## Exercises
1. Reproduce the passage of the party etiquette text that runs from "Overall, if a" up to and including "will be you.".
2. Count the lines of the records that contain the string "chimney", and state only that number.

## Text excerpt
- - - - - - -
Attending - Like a Valuable Asset to the Company
Urban Dictionary defines “party” as, “Something I never get invited to.” If this sounds like you, it’s possible that you’re committing some common party fouls that we’re here to help you avoid…or you’re just weird, but we can’t cure that. Before going to a party it’s important to define why you are attending to help you make the most of your time, as well as avoid situations that are awkward. The most common reasons are to get sh*t-faced, consentingly hook-up with someone new, make new friends, catch-up with old friends. Try to structure your night with a mix of each, but always have your main goal at the top-of-your mind. If you leave a party without achieving that goal, it’s often disappointing. Mission failed. We’ll get ‘em next time.
Invitation:
If you receive an invite, don’t just bring someone new or someone who was not invited. Reach out to the host and ask if it’s fine for them to join as well. Not doing this will guarantee some bad blood. If you’re not invited to the party, it may be the fact that the person went with the group message philosophy. If you want to go, simply reach out to that person directly to ask
Arrival:
When you arrive there are two things you should do – BYOB and embrace the puppy dog effect. BYOB – Bring Your Own Booze is a very versatile tool. It can relieve some pressure on the host to have enough alcohol, it can ensure you can drink what you enjoy, or it can be used as a gift for the host if there is already alcohol present. The ‘puppy-dog effect’ is an old study that showed why individuals are so enamored by puppies. One factor was that their large eyes are like that of babies, but the other factor is that they are always excited to see you. If there is no other takeaway from this article, we implore you to always lead with a smile when walking through the door, introducing yourself, or maneuvering through a party. It is also helpful to introduce yourself to new people if you have not met them previously. When you meet them, make a concerted effort to say their name in your head over and over for at least 5 seconds. Remembering someone’s name is the fastest way to make a new friend as it shows they are important to you. Forgetting a name can ruin a first or second impression. If you forget someone’s name ask a mutual friend. When talking to that person again use their name in the sentence. “So, Mady, so-and-so told me you ran a half marathon. How did you prepare for that?”. Another key aspect to avoid is asking, “What have you been up to?” after not seeing someone for an extended period. The response is usually curt, as it is an impossible to answer this question. Stuff, Adulting. I’ve been up to stuff. Instead, try asking, “How are you?” This question shifts the time frame to the present and allows for a series of following up questions.
Activity:
Do not be a burden to the host by over-drinking or asking if you can play music. Also, do not forget your goal. You came here to meet some new people, so be confident and talk to someone. The easiest way to do this is through a mutual connection. This allows for an easy introduction as well as a contact point if that person ever wants to reach you or learn more about you. If you do not have a mutual connection, hopefully you applied our earlier advice of introducing yourself to new groups when you entered the party. The failure to do this is one of the top regrets midway through an event.
Wrap-Up:
When leaving a party, start by letting the host know you are leaving and thanking them for setting up the event. If the party is winding down, it is also polite to ask if there is anything you can do to help clean-up. Other than that, remember to say goodbye to the rest of the party, especially anyone new that you have met.
Overall, if a party has good friends, a comfortable atmosphere, solid drinks, and preferable ratio of men to women, it will more than likely be a great time. For a party to be a absolute legendary ranger, it needs something that can’t be taught. The X-factor. A person or occurrence that takes it to the next level causing the event to be written in the tones of history. Throw enough events, and who knows, maybe that person will be you.
- - - - - - -
## Outline annotation records
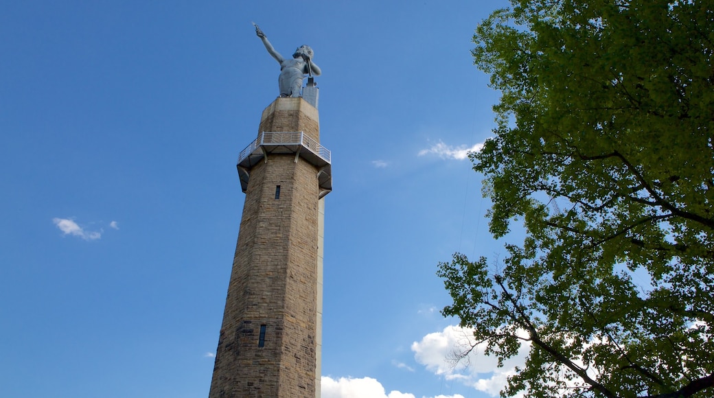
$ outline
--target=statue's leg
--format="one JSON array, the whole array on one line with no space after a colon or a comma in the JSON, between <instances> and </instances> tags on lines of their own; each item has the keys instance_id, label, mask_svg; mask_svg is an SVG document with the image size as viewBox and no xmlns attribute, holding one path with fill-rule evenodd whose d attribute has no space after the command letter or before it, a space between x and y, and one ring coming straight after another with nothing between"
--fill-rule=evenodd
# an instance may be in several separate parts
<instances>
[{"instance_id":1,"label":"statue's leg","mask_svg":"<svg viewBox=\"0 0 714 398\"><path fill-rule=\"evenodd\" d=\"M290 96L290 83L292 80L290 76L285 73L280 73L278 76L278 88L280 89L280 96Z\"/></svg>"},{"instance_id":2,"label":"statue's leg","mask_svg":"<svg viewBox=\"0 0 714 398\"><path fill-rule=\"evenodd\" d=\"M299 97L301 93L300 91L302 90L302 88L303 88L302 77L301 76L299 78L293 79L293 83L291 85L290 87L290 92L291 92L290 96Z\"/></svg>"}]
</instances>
- - - - - - -
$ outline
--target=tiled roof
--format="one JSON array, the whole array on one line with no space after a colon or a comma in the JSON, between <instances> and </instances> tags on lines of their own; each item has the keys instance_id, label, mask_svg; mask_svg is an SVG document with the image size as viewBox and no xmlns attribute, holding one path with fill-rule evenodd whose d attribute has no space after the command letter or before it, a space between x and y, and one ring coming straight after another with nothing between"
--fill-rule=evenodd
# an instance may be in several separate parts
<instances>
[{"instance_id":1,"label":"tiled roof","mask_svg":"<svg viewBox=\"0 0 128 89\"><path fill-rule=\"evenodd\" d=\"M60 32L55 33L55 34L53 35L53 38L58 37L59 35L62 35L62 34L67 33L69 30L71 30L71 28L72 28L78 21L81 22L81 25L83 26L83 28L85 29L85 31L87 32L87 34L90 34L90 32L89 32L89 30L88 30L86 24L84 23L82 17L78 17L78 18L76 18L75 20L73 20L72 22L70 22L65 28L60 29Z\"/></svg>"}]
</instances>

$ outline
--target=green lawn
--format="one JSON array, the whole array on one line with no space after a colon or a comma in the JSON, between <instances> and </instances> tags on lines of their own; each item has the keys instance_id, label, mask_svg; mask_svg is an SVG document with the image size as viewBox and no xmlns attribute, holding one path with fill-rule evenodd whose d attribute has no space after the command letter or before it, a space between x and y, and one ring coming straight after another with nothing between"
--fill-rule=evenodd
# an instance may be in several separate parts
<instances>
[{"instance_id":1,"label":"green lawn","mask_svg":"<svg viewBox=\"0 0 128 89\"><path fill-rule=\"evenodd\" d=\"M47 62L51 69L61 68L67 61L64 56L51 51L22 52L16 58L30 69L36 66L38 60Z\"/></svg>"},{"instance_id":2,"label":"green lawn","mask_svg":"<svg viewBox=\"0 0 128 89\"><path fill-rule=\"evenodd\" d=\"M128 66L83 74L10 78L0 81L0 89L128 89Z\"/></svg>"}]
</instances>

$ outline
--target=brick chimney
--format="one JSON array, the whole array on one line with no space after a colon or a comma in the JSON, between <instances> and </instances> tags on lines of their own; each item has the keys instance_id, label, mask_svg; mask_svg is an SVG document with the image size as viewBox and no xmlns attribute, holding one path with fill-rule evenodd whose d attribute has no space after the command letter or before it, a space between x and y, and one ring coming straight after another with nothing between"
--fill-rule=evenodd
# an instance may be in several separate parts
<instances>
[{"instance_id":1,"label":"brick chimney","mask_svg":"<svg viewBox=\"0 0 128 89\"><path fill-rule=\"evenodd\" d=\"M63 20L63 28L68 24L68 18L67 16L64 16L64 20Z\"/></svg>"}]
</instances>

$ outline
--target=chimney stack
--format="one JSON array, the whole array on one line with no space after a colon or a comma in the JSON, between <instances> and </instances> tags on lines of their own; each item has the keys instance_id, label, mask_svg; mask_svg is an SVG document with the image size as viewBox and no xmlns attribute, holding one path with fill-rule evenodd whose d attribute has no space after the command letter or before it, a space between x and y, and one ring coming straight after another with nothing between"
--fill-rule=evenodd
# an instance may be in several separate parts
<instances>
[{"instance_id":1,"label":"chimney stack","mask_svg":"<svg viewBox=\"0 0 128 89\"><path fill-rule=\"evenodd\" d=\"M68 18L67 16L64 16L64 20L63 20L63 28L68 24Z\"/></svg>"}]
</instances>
- - - - - - -
## Outputs
1.
Overall, if a party has good friends, a comfortable atmosphere, solid drinks, and preferable ratio of men to women, it will more than likely be a great time. For a party to be a absolute legendary ranger, it needs something that can’t be taught. The X-factor. A person or occurrence that takes it to the next level causing the event to be written in the tones of history. Throw enough events, and who knows, maybe that person will be you.

2. 4